Finally, this is the sight that greeted us yesterday morning. This is the view straight out of our first floor windows. A really low pass by a fleet of hot air balloons. An amazing sight really. We wonder what this house would have looked like from above. Maybe we need to book a hot air balloon flight and cross our fingers the winds blow in the right direction!

Wednesday, 27 February 2013

Settlement & Handover - This Home Complete!

Very happy to report that our home is complete. We had our final presentation and settlement with our SS and customer service administrator on-site on Monday.

In return for our final payment, we were given the keys to our new home along with a folder containing all of the relevant certificates and documents and information related to our home. Knowing how difficult it actually is to coordinate and manage companies like electricity and gas distributors (eg Jemena) and their retailers, trades (plumbers and electricians), etc we really did appreciate that all of this "running around" behind the scenes was taken care of by CG on our behalf. By settlement, our gas meter had already been installed, with a gas line to the property present, we had electricity to the property and the heating/cooling company had already been in contact to arrange a date to commission the ducted heating and evaporative cooling. The electric roller door was working and we were given the remote controls to the garage door and the small bits and pieces identified at our first inspection, such as the articulation joint in the hebel and the plumbness of the vanity, had been rectified. The only item(s) we haven't checked yet are the items up in the roof space that were identified by our building inspector.

CG only install the home appliances once you have settled, so on the day of settlement, no appliances had been installed. However, we knew the electricians were booked in for the install the next day. So on the Tuesday, we went back out to watch the appliances being installed. At the same time, we also had the electricians add 2 more double power points (in the kitchen and pantry) and just paid them directly. The plumbers were also out to install the cooktop and dishwasher and another mob were present to install and connect up our hot water unit (which is connected to 2 solar panels on the roof). By the end of Tuesday, our home was complete and here are the photos to prove it.

Aesthetically, you will agree that CG have built a beautiful home. It looks like a display home; it looks fantastic inside and out and we can't wait to live in this house.

A few things to note:
- check the rangehood. Ours is an Ariston Canopy rangehood. Looks great, but it sounds like a tractor. It must be a fault with the motor because it's presently about 95dBA (decibels), which is way too loud, practically but also from an OH&S standpoint. Our SS is looking into this.

**Data extract**
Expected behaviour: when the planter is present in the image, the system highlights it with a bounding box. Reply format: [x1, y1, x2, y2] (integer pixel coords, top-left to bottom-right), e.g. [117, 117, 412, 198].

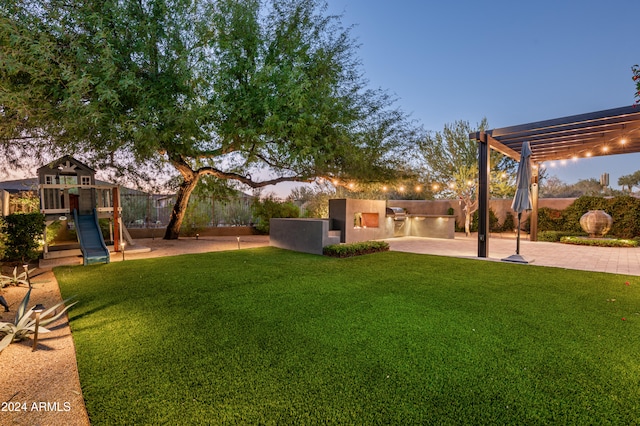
[580, 210, 613, 237]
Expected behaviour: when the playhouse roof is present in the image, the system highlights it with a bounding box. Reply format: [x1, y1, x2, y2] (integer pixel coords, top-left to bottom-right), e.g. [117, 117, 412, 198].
[38, 155, 96, 175]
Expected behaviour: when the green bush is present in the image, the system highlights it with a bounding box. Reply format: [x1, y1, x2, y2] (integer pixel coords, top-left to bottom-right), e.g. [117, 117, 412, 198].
[322, 241, 389, 257]
[5, 213, 44, 262]
[0, 217, 7, 259]
[560, 237, 638, 247]
[500, 212, 516, 232]
[538, 231, 585, 243]
[538, 207, 564, 231]
[252, 196, 300, 234]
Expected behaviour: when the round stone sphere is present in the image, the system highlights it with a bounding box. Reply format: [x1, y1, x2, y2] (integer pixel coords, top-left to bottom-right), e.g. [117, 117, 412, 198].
[580, 210, 613, 237]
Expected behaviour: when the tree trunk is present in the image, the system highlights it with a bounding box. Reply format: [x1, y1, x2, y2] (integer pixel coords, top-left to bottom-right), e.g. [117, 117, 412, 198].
[464, 209, 471, 237]
[164, 175, 198, 240]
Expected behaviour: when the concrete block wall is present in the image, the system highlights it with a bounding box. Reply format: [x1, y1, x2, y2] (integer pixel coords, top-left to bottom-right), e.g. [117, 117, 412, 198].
[269, 218, 340, 254]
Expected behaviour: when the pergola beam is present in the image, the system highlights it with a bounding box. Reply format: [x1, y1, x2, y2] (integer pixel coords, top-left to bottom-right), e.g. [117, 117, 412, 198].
[469, 106, 640, 257]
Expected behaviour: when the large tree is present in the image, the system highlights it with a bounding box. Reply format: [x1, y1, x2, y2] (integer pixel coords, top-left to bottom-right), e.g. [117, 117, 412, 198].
[418, 118, 516, 234]
[0, 0, 414, 239]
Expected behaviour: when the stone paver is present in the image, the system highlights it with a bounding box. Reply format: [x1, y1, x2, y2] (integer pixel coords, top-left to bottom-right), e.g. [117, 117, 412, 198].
[386, 234, 640, 275]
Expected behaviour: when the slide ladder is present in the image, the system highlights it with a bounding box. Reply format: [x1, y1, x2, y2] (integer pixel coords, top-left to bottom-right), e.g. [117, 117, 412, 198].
[73, 209, 110, 265]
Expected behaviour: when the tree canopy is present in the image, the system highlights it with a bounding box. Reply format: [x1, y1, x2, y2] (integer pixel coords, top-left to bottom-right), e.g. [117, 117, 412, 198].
[618, 170, 640, 192]
[418, 118, 517, 233]
[0, 0, 417, 238]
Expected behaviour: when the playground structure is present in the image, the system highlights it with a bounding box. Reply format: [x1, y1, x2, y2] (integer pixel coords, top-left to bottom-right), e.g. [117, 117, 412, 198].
[38, 156, 134, 265]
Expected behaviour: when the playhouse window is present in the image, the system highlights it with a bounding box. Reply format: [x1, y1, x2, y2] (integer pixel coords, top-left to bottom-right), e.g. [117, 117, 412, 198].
[353, 213, 378, 228]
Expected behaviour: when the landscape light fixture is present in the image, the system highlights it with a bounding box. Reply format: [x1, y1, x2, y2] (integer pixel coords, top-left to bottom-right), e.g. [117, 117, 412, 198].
[22, 263, 31, 288]
[31, 303, 44, 352]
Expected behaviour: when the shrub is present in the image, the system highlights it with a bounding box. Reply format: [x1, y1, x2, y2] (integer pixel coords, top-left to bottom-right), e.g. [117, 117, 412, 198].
[252, 196, 300, 234]
[0, 217, 7, 259]
[500, 212, 516, 232]
[538, 231, 585, 243]
[5, 213, 44, 262]
[560, 237, 638, 247]
[538, 207, 564, 231]
[322, 241, 389, 258]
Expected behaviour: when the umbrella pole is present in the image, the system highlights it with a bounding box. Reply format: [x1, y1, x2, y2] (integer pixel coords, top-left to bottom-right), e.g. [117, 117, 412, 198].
[516, 212, 522, 254]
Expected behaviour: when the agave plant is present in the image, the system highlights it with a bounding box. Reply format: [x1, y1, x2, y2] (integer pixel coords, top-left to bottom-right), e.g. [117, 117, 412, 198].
[0, 265, 35, 287]
[0, 288, 77, 352]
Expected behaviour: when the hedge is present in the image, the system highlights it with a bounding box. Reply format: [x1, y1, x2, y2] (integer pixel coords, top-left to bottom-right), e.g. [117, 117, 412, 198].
[322, 241, 389, 257]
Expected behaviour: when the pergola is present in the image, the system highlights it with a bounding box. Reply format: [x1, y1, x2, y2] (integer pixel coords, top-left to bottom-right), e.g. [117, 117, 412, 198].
[469, 106, 640, 257]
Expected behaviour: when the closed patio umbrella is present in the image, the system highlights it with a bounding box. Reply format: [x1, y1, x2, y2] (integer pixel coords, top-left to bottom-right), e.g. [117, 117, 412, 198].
[502, 142, 533, 263]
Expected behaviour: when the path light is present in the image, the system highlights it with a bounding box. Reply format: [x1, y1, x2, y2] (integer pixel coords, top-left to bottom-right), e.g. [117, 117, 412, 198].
[31, 303, 44, 352]
[22, 263, 31, 288]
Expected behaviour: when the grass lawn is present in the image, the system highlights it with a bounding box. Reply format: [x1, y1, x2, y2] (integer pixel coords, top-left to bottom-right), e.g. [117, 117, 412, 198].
[55, 247, 640, 425]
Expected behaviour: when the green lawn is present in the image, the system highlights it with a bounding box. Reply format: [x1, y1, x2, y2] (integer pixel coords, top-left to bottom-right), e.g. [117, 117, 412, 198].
[55, 247, 640, 425]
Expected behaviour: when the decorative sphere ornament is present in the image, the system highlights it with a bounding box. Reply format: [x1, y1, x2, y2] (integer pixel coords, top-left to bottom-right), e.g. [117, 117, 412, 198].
[580, 210, 613, 237]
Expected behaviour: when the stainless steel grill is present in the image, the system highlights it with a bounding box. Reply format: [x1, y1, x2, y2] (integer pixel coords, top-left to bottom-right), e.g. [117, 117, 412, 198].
[386, 207, 407, 221]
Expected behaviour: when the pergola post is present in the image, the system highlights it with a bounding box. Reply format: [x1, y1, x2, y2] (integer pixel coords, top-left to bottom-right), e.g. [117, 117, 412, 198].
[529, 163, 540, 241]
[477, 132, 490, 257]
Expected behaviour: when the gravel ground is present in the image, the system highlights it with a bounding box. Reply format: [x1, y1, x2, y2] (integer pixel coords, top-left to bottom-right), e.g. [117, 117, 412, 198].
[0, 235, 269, 426]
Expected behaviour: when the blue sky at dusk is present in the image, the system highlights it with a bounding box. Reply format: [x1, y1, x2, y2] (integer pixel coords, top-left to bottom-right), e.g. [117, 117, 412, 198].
[320, 0, 640, 187]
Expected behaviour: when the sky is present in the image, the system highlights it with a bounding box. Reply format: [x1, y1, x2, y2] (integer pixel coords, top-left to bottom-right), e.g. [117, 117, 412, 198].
[270, 0, 640, 197]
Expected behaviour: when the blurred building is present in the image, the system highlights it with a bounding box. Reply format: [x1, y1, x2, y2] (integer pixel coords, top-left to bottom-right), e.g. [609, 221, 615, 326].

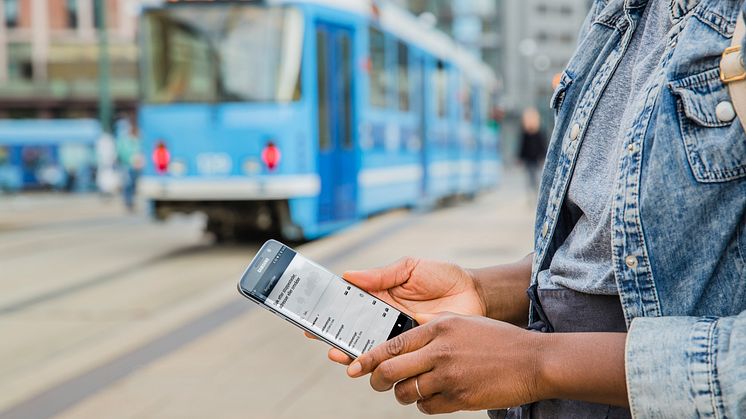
[401, 0, 590, 157]
[0, 0, 139, 118]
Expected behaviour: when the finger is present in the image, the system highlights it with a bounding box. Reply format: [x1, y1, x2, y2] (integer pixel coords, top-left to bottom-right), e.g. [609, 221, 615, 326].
[394, 372, 438, 405]
[328, 348, 352, 365]
[342, 257, 418, 291]
[347, 326, 435, 377]
[417, 393, 461, 415]
[370, 350, 434, 391]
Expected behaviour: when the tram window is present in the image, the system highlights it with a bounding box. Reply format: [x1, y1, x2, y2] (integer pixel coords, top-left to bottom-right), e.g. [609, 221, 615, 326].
[337, 33, 352, 150]
[432, 60, 448, 118]
[140, 7, 304, 103]
[369, 27, 391, 108]
[461, 78, 473, 121]
[316, 29, 331, 150]
[396, 41, 409, 111]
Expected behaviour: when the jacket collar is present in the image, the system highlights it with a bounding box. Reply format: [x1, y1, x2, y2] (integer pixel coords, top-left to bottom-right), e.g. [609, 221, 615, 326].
[664, 0, 701, 22]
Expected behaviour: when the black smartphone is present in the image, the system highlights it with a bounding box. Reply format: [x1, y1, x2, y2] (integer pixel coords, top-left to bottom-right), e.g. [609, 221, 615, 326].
[238, 240, 417, 358]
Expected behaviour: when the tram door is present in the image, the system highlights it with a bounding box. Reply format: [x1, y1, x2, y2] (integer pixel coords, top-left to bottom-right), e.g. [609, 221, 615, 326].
[412, 53, 430, 198]
[316, 22, 357, 222]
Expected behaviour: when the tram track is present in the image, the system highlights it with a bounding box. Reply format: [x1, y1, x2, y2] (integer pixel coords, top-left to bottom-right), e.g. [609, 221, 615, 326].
[0, 214, 417, 419]
[0, 241, 209, 316]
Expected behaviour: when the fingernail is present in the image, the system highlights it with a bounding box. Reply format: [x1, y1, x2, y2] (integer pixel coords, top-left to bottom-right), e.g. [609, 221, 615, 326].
[347, 361, 363, 377]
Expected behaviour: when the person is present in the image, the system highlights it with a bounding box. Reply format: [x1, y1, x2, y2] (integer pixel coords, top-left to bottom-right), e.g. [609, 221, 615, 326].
[518, 108, 547, 193]
[306, 0, 746, 418]
[117, 123, 144, 212]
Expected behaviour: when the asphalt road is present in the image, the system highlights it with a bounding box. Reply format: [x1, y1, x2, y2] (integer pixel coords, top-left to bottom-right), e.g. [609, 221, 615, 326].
[0, 181, 533, 418]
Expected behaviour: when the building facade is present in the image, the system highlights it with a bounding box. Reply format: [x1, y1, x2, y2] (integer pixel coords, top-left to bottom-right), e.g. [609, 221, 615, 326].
[402, 0, 590, 157]
[0, 0, 139, 118]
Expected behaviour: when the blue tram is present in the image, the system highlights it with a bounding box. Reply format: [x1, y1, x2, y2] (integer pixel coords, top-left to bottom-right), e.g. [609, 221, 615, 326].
[139, 0, 499, 240]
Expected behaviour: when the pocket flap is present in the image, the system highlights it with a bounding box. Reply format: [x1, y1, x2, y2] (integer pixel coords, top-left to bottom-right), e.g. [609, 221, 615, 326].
[670, 69, 733, 128]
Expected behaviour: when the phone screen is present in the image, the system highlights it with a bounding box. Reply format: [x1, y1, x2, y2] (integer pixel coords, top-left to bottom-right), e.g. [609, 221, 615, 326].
[239, 240, 415, 357]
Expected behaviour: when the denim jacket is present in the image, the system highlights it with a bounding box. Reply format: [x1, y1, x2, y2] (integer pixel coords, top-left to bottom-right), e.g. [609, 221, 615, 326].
[532, 0, 746, 418]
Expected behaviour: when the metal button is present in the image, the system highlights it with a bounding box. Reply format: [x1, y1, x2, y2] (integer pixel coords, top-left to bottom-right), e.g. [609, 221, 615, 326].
[624, 255, 637, 269]
[570, 124, 580, 141]
[715, 100, 736, 122]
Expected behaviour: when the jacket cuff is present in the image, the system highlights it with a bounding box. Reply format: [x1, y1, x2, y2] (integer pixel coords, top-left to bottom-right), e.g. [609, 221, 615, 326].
[625, 317, 724, 418]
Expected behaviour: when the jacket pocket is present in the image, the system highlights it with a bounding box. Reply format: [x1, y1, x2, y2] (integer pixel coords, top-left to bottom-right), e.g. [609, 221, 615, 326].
[549, 71, 573, 116]
[670, 69, 746, 183]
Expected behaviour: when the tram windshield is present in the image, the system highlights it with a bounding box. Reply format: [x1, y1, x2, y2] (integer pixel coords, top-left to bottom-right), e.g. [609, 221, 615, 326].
[140, 6, 303, 103]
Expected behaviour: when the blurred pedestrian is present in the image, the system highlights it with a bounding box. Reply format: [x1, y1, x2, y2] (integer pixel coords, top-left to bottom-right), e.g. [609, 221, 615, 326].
[518, 108, 547, 193]
[95, 131, 119, 197]
[117, 122, 143, 211]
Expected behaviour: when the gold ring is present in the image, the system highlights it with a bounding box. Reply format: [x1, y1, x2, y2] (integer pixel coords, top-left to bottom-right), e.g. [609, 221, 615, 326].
[414, 377, 425, 400]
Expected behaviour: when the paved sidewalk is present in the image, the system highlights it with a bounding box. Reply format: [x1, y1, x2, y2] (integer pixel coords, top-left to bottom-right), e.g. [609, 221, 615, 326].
[56, 182, 533, 418]
[0, 171, 533, 419]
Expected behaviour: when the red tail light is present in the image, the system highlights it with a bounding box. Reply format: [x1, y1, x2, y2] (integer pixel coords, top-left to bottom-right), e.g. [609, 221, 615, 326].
[152, 141, 171, 173]
[262, 141, 282, 171]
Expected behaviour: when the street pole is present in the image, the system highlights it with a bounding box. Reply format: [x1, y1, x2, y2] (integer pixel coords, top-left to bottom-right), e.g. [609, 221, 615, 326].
[93, 0, 113, 134]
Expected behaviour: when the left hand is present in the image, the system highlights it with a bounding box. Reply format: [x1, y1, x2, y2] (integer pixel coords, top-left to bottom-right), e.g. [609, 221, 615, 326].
[347, 313, 542, 414]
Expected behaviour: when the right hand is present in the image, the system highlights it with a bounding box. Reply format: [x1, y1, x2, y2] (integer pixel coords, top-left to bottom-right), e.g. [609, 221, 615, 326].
[306, 258, 486, 365]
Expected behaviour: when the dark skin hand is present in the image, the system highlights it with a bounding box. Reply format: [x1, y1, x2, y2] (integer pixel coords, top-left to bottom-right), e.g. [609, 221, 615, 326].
[304, 256, 627, 414]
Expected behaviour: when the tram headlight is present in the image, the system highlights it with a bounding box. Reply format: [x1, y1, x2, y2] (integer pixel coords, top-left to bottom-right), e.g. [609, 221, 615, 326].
[262, 141, 282, 172]
[151, 140, 171, 174]
[168, 160, 187, 176]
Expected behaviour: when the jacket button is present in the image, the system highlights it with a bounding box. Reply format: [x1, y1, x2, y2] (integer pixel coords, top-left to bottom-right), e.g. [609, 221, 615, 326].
[715, 100, 736, 122]
[570, 124, 580, 141]
[624, 255, 637, 269]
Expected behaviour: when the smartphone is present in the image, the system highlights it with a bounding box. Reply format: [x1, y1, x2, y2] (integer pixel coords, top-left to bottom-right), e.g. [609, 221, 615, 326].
[238, 240, 417, 358]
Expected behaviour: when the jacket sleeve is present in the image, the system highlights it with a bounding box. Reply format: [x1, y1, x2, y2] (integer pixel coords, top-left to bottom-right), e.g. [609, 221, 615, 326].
[626, 311, 746, 419]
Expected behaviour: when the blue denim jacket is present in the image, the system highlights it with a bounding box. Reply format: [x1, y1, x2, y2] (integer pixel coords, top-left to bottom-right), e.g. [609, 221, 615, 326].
[532, 0, 746, 418]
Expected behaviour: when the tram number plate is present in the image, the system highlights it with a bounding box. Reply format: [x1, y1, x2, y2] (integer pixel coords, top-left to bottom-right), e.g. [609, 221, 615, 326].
[197, 153, 232, 176]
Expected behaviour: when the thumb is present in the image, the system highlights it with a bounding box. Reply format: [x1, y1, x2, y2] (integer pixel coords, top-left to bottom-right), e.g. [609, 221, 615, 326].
[413, 313, 442, 324]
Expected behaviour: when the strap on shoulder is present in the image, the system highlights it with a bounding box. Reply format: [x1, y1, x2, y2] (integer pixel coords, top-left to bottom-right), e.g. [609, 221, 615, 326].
[720, 13, 746, 129]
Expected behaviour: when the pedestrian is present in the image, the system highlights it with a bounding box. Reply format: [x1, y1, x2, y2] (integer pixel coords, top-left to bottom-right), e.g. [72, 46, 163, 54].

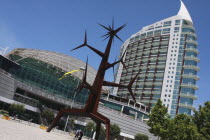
[74, 130, 80, 139]
[78, 131, 83, 140]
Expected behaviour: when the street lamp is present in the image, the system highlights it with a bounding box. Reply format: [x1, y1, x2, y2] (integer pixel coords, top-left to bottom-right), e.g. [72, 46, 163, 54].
[63, 67, 85, 132]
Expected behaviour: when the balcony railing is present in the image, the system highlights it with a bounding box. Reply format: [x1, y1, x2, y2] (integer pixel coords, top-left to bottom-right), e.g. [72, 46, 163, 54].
[182, 32, 197, 38]
[182, 74, 200, 80]
[182, 25, 195, 30]
[184, 56, 200, 62]
[186, 40, 198, 46]
[178, 103, 195, 110]
[185, 48, 199, 54]
[181, 83, 198, 90]
[183, 65, 200, 71]
[180, 93, 198, 100]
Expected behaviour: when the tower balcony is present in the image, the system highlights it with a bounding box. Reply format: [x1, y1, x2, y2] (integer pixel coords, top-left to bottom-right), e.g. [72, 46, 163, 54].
[184, 56, 200, 62]
[182, 25, 195, 31]
[182, 32, 197, 38]
[182, 74, 200, 80]
[180, 93, 198, 100]
[140, 99, 157, 104]
[181, 83, 198, 90]
[183, 65, 200, 71]
[178, 103, 195, 110]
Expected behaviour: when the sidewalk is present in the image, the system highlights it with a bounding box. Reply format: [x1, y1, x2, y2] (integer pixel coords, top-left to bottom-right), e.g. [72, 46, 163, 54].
[0, 118, 87, 140]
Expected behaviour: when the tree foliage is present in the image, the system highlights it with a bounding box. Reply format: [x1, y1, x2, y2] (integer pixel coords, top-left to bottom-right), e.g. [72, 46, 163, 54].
[147, 99, 170, 138]
[85, 122, 96, 132]
[134, 134, 149, 140]
[9, 104, 25, 116]
[193, 101, 210, 140]
[168, 114, 200, 140]
[110, 124, 121, 140]
[147, 100, 210, 140]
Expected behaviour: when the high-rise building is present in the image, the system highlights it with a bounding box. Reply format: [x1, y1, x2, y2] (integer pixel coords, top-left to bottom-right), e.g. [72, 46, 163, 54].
[113, 1, 199, 117]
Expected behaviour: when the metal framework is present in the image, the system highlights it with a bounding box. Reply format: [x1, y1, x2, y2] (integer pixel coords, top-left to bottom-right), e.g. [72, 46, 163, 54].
[47, 22, 139, 140]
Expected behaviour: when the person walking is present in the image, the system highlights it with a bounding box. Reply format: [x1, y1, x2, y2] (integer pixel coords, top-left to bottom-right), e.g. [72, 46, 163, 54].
[78, 131, 83, 140]
[74, 130, 80, 139]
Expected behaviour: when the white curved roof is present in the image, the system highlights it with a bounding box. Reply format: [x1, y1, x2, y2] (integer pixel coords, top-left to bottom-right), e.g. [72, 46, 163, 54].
[6, 48, 97, 84]
[177, 0, 193, 23]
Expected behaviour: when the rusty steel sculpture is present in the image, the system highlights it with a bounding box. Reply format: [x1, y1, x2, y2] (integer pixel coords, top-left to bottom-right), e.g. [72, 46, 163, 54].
[47, 23, 138, 140]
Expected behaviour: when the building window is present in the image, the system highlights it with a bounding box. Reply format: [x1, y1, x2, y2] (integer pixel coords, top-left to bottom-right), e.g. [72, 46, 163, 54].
[163, 21, 171, 27]
[147, 31, 153, 36]
[154, 30, 161, 35]
[174, 27, 179, 33]
[175, 20, 180, 25]
[162, 28, 170, 34]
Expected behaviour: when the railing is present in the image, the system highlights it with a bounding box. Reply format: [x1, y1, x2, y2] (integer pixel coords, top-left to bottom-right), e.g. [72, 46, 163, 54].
[181, 83, 198, 90]
[180, 93, 198, 100]
[184, 56, 200, 62]
[182, 74, 200, 80]
[186, 40, 198, 46]
[185, 48, 199, 53]
[178, 103, 195, 109]
[183, 65, 200, 71]
[182, 25, 195, 30]
[182, 32, 197, 38]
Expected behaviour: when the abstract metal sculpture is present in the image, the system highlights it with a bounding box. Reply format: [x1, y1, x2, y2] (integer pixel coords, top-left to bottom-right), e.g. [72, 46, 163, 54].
[47, 22, 138, 140]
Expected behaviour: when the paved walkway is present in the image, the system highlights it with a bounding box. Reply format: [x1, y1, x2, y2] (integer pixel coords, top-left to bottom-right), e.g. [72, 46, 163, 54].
[0, 118, 86, 140]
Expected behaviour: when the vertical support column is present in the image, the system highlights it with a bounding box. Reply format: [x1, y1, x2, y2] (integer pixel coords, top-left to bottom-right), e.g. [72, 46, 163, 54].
[141, 114, 144, 122]
[47, 110, 63, 132]
[135, 112, 138, 120]
[106, 94, 109, 101]
[95, 122, 101, 140]
[128, 99, 130, 106]
[121, 105, 124, 114]
[106, 121, 110, 140]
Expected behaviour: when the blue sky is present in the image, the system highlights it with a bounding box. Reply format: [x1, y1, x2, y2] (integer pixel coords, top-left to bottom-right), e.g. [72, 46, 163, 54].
[0, 0, 210, 107]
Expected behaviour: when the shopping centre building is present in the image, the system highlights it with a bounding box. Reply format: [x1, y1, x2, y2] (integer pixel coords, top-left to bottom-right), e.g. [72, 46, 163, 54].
[0, 48, 154, 139]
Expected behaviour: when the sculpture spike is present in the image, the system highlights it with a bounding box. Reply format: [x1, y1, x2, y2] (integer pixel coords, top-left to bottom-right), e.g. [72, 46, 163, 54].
[115, 24, 126, 33]
[71, 30, 87, 51]
[98, 23, 112, 32]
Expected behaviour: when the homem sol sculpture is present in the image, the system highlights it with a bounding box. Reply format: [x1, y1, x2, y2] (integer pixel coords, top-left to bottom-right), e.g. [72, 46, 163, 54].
[47, 23, 138, 140]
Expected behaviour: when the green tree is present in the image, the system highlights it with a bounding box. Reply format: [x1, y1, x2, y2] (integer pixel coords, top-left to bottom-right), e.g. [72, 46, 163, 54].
[69, 118, 75, 130]
[147, 99, 171, 139]
[9, 104, 25, 116]
[169, 114, 201, 140]
[110, 124, 121, 140]
[135, 133, 149, 140]
[42, 109, 55, 126]
[193, 101, 210, 140]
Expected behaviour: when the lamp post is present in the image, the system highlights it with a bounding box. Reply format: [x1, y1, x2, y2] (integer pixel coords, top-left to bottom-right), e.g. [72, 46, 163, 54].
[63, 67, 85, 132]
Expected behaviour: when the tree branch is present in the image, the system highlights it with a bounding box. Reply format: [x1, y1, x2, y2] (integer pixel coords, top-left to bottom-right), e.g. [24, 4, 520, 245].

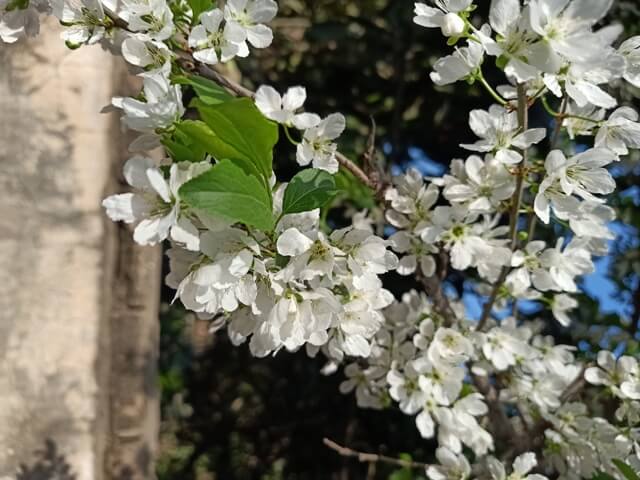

**Exercise requirements**
1) Please copy the records word for word, from their first line through the line holding "[269, 218, 340, 254]", inclusive, and leave the pictures out.
2) Carry on the post about the new home's settlement and handover from where it stops.

**Results for each task**
1)
Expected behaviour: when the planter is present in the image, the system highlights it with a bounding box. Reply format: [x1, y1, x2, y2] (integer pixel coords, top-left to bottom-right), e.g. [117, 117, 412, 198].

[580, 210, 613, 237]
Expected behaviour: when the playhouse roof is present in the image, the system highlights it with a bounding box. Reply format: [x1, y1, x2, y2] (integer pixel coords, top-left to bottom-right), e.g. [117, 117, 412, 198].
[38, 155, 96, 175]
Expected behaviour: when the green bush is present in the image, the system highlights it with a bounding box. Reply format: [x1, y1, x2, y2] (integer pixel coords, top-left to bottom-right), e.g. [117, 117, 412, 198].
[322, 241, 389, 257]
[5, 213, 44, 262]
[0, 217, 7, 259]
[560, 237, 638, 247]
[500, 212, 516, 232]
[538, 231, 585, 243]
[538, 207, 564, 231]
[252, 196, 300, 234]
Expected behaviour: when the round stone sphere is present in the image, the system highlights it with a bounding box. Reply format: [x1, y1, x2, y2] (integer pixel coords, top-left to bottom-right), e.g. [117, 117, 412, 198].
[580, 210, 613, 237]
Expected behaviour: when the tree trunk is present in the image, the system highlights it with a bounding box. Reply format: [x1, y1, x2, y2] (integer pixel coords, top-left to bottom-right), e.g. [117, 117, 412, 198].
[464, 209, 471, 237]
[164, 175, 198, 240]
Expected behaviour: when the concrete block wall is present in the image, the system highlights it with a bounding box. Reply format: [x1, y1, x2, y2] (integer pixel coords, top-left to bottom-right), e.g. [117, 117, 412, 198].
[269, 218, 340, 254]

2)
- our dishwasher didn't fit underneath the bench top. We needed to remove the cap on top (easy to do), which was not ideal. Given CG use standard appliances and bench top heights, not sure what's happened here.
- check your cooling plan. A big miss for us is the fact the standard CG cooling plan only provides for 2 cooling ducts to the entire ground floor (in the living room and rumpus room). This means the master bedroom and study do not have cooling vents. They do have heating vents, and we missed the fact there was no cooling as we thought the heating and cooling come from the same vents. Not the case. We strongly feel that CG should advise their clients of this fact and give them the option to add cooling vents where required.

A few handy tips:
- our bins went missing during the build. Remember to contact your council in this case to get replacement bins.
- remember to contact Telstra to arrange for your phone and internet connections.
- at the time, remember to put some money aside for a TV antenna. Hopefully an easy job as the cabling for the TV points should already be in place (we have 4 TV points), but you will need to organise this post settlement.
- remember to arrange home and contents insurance.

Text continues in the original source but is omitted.